#### Trecho de origem
Pensando bem, Gullar não anda muito bem em termos de polêmica. Na última em que se envolveu, cometeu algumas injustiças lamentáveis! Suas acusações de plágio a O. Montenegro, por conta de uma semelhança de inspiração temática, soaram como uma traição à sua própria história. Vejamos:
“Uma parte de mim/é todo mundo/outra parte é ninguém:/fundo sem fundo”(“Traduzir-se” F.Gullar)

“Porque metade de mim é o que eu grito/Mas a outra metade é silêncio…”(O.Montenegro)

Como o poeta sabe melhor do que ninguém (e até já escreveu sobre isso) a poesia é, antes de tudo, a palavra (Mallarmée) e não o tema ou idéia em si. O “ser/estar dividido” é quase uma condição para a poesia e esse tema é muito recorrente em poesia.

Diante dessa polêmica, fiquei pensando em como M. Bandeira reagiria à letra do samba de M. da Vila, se a comparasse ao seu poema”Temas e Voltas”:

“Sonhei ter sonhado/Que tinha sonhado/Em sonho lembrei-me/De um sonho passado/O de ter sonhado/Que estava sonhando/Sonhei ter sonhado/Ter sonhado o quê?/Que havia sonhado/Estar com você…”. (Bandeira)

(Dados de ancoragem de frases)
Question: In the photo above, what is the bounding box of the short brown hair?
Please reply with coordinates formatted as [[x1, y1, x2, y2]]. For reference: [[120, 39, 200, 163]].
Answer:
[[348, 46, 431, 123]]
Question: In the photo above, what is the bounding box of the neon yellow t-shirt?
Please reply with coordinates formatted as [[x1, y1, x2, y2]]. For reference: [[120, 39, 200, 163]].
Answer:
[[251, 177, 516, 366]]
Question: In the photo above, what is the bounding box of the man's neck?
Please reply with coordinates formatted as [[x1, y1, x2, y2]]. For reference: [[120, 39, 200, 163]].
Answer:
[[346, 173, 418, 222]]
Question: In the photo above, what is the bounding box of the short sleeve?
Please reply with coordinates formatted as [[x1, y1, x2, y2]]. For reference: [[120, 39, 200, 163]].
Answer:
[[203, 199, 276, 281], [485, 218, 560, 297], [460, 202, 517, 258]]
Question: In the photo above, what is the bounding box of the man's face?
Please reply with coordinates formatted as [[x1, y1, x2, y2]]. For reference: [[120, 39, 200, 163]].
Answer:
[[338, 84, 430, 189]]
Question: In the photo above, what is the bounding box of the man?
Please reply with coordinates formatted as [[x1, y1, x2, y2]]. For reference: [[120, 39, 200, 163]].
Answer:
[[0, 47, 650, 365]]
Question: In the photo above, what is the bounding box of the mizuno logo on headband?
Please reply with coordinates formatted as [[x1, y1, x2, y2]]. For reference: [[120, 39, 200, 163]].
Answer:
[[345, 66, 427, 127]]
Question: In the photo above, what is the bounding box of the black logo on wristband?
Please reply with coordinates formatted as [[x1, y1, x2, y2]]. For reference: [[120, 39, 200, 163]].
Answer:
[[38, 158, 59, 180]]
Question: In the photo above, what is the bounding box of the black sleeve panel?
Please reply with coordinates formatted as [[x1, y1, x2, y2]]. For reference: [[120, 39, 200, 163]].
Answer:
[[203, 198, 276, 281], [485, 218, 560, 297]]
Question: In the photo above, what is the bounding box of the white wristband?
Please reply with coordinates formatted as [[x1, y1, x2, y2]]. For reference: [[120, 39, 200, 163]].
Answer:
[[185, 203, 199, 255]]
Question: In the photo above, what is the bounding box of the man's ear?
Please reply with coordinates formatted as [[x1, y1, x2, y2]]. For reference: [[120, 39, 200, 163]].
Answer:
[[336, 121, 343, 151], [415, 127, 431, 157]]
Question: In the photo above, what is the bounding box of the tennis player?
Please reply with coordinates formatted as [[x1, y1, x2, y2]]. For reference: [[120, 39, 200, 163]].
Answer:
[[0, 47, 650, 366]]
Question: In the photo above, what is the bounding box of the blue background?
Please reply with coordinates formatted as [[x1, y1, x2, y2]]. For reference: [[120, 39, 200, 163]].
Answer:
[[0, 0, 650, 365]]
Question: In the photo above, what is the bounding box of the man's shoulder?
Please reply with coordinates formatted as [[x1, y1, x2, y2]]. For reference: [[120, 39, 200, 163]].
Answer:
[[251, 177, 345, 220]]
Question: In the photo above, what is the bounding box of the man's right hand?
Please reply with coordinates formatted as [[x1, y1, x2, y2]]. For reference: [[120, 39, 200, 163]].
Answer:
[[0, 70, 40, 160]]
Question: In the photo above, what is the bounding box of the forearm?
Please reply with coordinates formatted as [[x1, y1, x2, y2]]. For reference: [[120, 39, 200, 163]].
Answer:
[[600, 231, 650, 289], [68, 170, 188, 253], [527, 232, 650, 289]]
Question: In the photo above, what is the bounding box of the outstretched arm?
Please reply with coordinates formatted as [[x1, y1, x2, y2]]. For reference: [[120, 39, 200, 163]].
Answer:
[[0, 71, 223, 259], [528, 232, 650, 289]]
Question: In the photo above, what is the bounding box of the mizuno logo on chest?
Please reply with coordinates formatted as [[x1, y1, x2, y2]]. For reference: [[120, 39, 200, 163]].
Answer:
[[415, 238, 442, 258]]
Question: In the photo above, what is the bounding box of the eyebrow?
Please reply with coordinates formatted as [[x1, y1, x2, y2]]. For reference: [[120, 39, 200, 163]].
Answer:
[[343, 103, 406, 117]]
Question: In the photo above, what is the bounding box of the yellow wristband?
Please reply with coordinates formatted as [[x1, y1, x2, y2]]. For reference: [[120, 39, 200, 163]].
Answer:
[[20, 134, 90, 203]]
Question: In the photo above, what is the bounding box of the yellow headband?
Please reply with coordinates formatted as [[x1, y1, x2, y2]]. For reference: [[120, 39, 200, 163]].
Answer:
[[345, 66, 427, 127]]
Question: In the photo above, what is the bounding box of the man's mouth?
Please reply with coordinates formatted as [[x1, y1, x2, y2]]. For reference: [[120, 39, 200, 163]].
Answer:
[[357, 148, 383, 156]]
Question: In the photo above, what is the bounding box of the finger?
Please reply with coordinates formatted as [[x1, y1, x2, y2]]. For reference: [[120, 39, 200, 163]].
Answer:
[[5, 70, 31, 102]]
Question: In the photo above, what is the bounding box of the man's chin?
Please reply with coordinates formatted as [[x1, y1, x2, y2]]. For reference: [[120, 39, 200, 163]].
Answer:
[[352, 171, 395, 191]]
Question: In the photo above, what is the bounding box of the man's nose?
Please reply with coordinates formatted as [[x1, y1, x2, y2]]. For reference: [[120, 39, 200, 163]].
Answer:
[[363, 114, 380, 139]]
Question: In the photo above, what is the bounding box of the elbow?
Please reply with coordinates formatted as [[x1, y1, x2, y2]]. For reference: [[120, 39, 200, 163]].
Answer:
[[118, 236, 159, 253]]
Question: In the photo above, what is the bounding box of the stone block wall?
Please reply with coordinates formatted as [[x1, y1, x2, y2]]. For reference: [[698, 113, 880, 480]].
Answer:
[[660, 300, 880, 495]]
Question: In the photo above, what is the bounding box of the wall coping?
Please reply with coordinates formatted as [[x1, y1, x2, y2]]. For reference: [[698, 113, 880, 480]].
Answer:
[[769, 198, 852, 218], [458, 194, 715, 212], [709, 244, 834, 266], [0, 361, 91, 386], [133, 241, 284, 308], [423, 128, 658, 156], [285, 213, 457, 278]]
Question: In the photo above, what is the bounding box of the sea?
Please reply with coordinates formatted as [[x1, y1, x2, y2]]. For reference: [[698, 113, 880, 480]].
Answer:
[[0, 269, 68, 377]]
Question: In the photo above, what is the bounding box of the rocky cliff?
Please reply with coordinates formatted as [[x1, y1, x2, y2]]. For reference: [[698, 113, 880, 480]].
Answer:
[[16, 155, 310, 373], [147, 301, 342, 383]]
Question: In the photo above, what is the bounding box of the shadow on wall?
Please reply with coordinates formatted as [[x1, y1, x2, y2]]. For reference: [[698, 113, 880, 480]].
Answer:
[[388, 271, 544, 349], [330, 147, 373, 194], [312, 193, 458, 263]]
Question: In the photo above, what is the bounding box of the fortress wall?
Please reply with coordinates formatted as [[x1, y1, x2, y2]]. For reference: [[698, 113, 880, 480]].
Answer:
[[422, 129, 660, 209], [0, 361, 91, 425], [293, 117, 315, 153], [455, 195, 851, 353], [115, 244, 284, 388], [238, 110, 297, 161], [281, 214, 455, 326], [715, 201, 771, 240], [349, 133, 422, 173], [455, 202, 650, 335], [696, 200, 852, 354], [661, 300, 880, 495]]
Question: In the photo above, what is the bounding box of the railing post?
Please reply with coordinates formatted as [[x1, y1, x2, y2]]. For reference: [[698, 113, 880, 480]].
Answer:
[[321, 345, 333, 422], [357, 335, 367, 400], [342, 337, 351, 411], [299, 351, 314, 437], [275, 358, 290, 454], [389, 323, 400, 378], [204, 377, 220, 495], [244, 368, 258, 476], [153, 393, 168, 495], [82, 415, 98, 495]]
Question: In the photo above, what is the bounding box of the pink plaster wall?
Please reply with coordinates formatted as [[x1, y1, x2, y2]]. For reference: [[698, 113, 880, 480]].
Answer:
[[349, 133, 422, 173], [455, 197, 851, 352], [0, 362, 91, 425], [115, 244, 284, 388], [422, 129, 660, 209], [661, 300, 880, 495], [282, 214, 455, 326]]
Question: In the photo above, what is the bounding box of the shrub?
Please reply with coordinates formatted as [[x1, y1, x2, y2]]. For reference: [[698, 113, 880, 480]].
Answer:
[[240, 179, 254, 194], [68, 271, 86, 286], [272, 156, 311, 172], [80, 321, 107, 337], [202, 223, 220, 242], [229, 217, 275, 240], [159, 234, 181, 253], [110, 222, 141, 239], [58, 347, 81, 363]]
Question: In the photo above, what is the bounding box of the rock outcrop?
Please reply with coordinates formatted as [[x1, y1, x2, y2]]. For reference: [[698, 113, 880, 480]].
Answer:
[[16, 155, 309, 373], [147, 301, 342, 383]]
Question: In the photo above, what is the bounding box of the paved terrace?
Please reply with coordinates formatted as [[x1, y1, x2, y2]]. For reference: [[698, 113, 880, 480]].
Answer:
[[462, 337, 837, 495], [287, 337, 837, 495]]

#### Partes do exercício
1. Traduza para o inglês a seguinte frase do trecho sobre a polêmica de Gullar: "Suas acusações de plágio a O. Montenegro, por conta de uma semelhança de inspiração temática, soaram como uma traição à sua própria história."
2. No trecho sobre a polêmica de Gullar, com qual poema de M. Bandeira se compara a letra do samba de M. da Vila?
3. Resuma em duas frases o trecho sobre a polêmica de Gullar.
Utilize exclusivamente o trecho para elaborar as respostas.

#### Respostas às tarefas
1. His accusations of plagiarism against O. Montenegro, on account of a similarity in thematic inspiration, sounded like a betrayal of his own history.

2. Com o poema "Temas e Voltas".

3. Ao acusar O. Montenegro de plágio por uma semelhança de inspiração temática, Gullar cometeu uma injustiça que soou como traição à sua própria história, pois a poesia é, antes de tudo, a palavra, e não o tema, e o "ser/estar dividido" é tema recorrente em poesia. Diante dessa polêmica, o trecho imagina como M. Bandeira reagiria à letra do samba de M. da Vila se a comparasse ao seu poema "Temas e Voltas".